Identify each line below that contains the string "order" with matching case, and copy those lines.

DATA TO EXAMINE:
-=-=-=-=-
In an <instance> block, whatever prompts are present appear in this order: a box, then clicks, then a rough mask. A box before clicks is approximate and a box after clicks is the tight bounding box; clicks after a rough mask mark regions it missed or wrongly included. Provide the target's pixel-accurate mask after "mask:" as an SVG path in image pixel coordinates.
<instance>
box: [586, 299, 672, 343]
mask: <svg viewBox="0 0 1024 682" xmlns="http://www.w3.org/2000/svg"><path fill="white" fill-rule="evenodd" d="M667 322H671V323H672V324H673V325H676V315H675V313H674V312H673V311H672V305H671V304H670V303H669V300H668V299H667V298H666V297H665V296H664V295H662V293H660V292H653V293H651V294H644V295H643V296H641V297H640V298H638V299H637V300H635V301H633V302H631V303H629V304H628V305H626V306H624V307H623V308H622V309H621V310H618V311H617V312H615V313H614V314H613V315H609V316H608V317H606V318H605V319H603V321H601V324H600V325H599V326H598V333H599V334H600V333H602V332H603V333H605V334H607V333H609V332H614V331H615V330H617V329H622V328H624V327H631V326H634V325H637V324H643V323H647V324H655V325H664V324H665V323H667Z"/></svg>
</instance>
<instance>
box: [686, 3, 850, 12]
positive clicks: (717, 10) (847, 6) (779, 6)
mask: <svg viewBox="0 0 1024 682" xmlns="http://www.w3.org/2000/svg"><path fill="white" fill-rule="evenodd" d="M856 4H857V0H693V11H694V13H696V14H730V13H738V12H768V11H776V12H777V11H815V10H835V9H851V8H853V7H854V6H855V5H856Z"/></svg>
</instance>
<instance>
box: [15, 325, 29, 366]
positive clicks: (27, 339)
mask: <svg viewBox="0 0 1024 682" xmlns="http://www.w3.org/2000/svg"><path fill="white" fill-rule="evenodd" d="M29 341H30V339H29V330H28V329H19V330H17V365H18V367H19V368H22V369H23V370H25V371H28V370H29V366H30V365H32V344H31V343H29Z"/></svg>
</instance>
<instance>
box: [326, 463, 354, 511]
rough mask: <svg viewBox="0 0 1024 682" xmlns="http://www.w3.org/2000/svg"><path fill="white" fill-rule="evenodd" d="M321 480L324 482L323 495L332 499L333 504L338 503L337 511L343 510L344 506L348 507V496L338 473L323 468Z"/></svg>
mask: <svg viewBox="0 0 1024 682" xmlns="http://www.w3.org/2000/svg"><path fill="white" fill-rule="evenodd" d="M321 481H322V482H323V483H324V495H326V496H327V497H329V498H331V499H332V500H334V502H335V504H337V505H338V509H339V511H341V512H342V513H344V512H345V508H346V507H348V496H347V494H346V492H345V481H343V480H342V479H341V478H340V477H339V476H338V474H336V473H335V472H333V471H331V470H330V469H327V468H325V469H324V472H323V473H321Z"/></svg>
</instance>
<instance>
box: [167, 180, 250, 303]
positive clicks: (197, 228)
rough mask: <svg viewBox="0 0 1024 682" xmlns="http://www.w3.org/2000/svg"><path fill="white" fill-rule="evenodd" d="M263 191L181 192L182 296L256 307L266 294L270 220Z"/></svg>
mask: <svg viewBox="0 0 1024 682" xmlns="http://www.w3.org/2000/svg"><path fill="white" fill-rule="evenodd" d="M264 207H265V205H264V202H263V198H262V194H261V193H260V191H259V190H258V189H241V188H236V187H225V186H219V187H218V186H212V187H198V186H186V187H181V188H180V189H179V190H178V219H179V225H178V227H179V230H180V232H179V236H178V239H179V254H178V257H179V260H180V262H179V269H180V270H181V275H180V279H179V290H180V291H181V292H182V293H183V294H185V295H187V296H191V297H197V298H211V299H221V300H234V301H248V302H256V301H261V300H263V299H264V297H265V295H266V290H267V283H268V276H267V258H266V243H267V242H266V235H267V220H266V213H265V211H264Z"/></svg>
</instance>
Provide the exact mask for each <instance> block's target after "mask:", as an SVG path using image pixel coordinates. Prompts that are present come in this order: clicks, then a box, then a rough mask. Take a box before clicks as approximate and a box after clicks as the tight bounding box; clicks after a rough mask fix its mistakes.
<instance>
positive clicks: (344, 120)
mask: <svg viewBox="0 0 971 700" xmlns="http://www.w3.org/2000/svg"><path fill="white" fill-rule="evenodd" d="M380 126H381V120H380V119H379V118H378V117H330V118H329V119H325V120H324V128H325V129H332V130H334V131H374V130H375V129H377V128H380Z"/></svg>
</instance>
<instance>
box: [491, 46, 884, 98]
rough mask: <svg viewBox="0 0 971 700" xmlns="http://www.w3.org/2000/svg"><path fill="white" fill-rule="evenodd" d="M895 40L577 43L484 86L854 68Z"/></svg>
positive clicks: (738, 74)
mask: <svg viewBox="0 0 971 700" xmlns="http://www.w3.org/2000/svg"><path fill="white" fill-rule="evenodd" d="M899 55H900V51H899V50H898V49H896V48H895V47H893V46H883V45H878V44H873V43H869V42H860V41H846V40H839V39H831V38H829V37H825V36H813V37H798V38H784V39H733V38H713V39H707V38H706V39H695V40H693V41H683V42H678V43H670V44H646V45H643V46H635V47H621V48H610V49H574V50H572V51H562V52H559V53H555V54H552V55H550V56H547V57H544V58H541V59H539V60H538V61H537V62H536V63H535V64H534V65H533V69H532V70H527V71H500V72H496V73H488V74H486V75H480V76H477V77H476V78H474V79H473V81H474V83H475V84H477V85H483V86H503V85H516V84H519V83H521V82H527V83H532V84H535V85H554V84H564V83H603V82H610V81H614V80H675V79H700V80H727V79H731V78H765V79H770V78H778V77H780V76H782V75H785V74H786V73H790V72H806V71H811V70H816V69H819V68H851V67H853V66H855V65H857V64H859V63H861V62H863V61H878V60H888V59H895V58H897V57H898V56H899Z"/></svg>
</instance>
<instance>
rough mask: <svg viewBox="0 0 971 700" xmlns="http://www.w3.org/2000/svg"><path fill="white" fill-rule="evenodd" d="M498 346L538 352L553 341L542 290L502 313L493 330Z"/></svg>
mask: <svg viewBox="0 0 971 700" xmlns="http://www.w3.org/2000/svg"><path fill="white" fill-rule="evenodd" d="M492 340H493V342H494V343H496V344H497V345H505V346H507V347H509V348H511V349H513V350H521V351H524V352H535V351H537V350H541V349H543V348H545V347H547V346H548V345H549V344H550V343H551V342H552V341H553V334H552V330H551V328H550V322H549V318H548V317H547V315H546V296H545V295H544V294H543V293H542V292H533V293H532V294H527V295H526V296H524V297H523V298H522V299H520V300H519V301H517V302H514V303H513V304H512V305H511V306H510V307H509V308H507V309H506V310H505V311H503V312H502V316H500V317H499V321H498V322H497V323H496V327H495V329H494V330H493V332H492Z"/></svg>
-=-=-=-=-
WRITTEN REPLY:
In an <instance> block, whatever prompts are present appear in this order: a box, then clicks, then a rough mask. A box before clicks is approximate and a box after clicks is the tight bounding box; clicks after a rough mask mark regions it missed or wrongly included. Provide the target's pixel-accurate mask after "mask:" as an SVG path in image pixel coordinates.
Provide the exact mask for each <instance> block's target after "mask:", as an SVG path using image pixel coordinates. Prompts that are present come in this order: clicks, then a box, then a rough mask. Take a box before clicks as approximate and a box after clicks as the tight bounding box; clicks after a rough mask fix its mistakes.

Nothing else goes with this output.